Elyadata
/

AraBEST-RQ-600M-6k

+---
+datasets:
+- Elyadata/Ara-Best-RQ_dataset
+language:
+- ar
+library_name: speechbrain
+tags:
+- speech
+- ssl
+- arabic
+- dialect
+---
+# Ara-BEST-RQ-600M-6k
+**Ara-BEST-RQ-600M-6k** is a 600M-parameter self-supervised speech representation model for Arabic and Arabic dialects. It is part of the Ara-BEST-RQ family introduced in **[Ara-Best-RQ: Multi Dialectal Arabic SSL](https://arxiv.org/abs/2603.21900)**.
+This model was pretrained on the **crawled Ara-BEST-RQ dataset**: 5,639h 04m 27s of Creative Commons Arabic speech collected from publicly available YouTube videos and segmented for self-supervised speech learning.
+- **Paper:** [Ara-Best-RQ: Multi Dialectal Arabic SSL](https://arxiv.org/abs/2603.21900)
+- **Dataset:** [Elyadata/Ara-Best-RQ_dataset](https://huggingface.co/datasets/Elyadata/Ara-Best-RQ_dataset)
+- **Implementation:** [elyadata/AraBEST-RQ](https://github.com/elyadata/AraBEST-RQ)
+## Model Details
+### Model Description
+Ara-BEST-RQ is a family of Arabic-focused self-supervised learning (SSL) speech models based on the BEST-RQ framework. The models are designed to learn speech representations that transfer well to Arabic speech processing tasks, including automatic speech recognition (ASR) and dialect identification (DID).

[Recorded data]
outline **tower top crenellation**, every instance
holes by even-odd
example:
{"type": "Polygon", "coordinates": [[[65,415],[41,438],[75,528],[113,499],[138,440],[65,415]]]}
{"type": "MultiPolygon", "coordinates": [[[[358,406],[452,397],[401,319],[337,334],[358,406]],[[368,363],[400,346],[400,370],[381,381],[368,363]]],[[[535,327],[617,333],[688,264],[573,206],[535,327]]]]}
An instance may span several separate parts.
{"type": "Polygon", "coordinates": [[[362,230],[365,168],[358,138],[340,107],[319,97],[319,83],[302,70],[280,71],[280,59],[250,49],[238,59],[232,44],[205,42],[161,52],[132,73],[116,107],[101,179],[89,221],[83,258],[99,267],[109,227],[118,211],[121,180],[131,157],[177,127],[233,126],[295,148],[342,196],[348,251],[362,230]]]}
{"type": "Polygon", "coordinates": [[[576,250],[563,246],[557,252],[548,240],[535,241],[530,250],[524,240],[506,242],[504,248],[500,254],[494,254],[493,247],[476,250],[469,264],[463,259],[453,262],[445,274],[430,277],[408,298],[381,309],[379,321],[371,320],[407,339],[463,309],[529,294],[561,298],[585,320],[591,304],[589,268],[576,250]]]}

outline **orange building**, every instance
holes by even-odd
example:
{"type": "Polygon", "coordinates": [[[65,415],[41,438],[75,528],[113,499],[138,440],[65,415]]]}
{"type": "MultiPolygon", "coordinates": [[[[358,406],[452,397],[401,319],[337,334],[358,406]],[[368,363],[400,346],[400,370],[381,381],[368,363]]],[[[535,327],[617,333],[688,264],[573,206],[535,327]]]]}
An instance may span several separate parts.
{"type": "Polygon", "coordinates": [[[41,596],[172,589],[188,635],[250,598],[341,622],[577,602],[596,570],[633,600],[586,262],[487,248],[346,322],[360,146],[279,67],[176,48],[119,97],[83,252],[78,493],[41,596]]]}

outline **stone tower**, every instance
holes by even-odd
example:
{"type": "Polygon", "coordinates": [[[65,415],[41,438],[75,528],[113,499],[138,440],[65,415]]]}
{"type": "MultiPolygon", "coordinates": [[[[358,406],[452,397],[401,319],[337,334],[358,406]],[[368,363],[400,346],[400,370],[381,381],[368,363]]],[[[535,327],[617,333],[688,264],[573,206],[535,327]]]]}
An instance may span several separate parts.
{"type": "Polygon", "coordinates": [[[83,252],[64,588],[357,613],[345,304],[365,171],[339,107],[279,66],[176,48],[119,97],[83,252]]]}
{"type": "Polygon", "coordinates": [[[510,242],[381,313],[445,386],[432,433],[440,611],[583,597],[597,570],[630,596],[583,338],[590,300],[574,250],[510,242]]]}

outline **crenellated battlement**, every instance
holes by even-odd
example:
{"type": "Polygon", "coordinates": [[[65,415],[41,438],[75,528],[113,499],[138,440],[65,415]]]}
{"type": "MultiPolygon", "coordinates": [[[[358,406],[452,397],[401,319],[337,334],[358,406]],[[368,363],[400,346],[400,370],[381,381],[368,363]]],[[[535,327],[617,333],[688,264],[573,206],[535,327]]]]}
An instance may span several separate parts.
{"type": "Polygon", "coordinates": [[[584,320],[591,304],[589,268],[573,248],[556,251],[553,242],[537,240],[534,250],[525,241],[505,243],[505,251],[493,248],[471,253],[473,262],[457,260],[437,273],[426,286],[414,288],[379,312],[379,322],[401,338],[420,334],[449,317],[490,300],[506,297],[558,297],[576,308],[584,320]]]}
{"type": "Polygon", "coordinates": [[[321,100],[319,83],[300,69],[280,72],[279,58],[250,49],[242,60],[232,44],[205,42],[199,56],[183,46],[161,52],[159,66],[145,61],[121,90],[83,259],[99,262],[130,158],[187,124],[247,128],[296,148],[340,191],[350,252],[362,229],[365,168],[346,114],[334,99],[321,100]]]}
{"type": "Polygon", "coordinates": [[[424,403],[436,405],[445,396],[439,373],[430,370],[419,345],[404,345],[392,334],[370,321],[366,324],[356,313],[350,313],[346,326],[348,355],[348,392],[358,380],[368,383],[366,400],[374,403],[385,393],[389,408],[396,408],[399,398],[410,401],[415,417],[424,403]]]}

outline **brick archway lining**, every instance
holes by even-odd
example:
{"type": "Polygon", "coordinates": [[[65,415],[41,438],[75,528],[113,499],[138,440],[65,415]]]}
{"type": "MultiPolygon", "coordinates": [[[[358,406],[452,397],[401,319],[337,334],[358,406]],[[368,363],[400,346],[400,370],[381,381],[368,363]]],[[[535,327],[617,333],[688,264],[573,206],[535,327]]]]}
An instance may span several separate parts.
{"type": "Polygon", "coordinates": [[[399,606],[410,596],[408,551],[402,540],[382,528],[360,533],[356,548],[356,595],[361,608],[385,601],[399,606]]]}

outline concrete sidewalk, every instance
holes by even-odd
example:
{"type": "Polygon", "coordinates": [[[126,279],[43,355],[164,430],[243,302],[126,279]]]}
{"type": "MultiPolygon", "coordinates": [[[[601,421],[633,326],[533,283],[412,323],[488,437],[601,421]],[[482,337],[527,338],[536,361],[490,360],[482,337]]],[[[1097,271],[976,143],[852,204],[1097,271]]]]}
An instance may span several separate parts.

Exercise aim: Decide whether each statement agrees with the model card, and answer yes or no for each with the deciding words quoted: 1. The model has 600 million parameters. 2. The pretraining speech came from paid podcast recordings. 3. The Ara-BEST-RQ models are built on the wav2vec framework.

Complete response:
1. Yes: "is a 600M-parameter self-supervised speech representation model for Arabic and Arabic dialects"
2. No: "Creative Commons Arabic speech collected from publicly available YouTube videos"
3. No: "based on the BEST-RQ framework"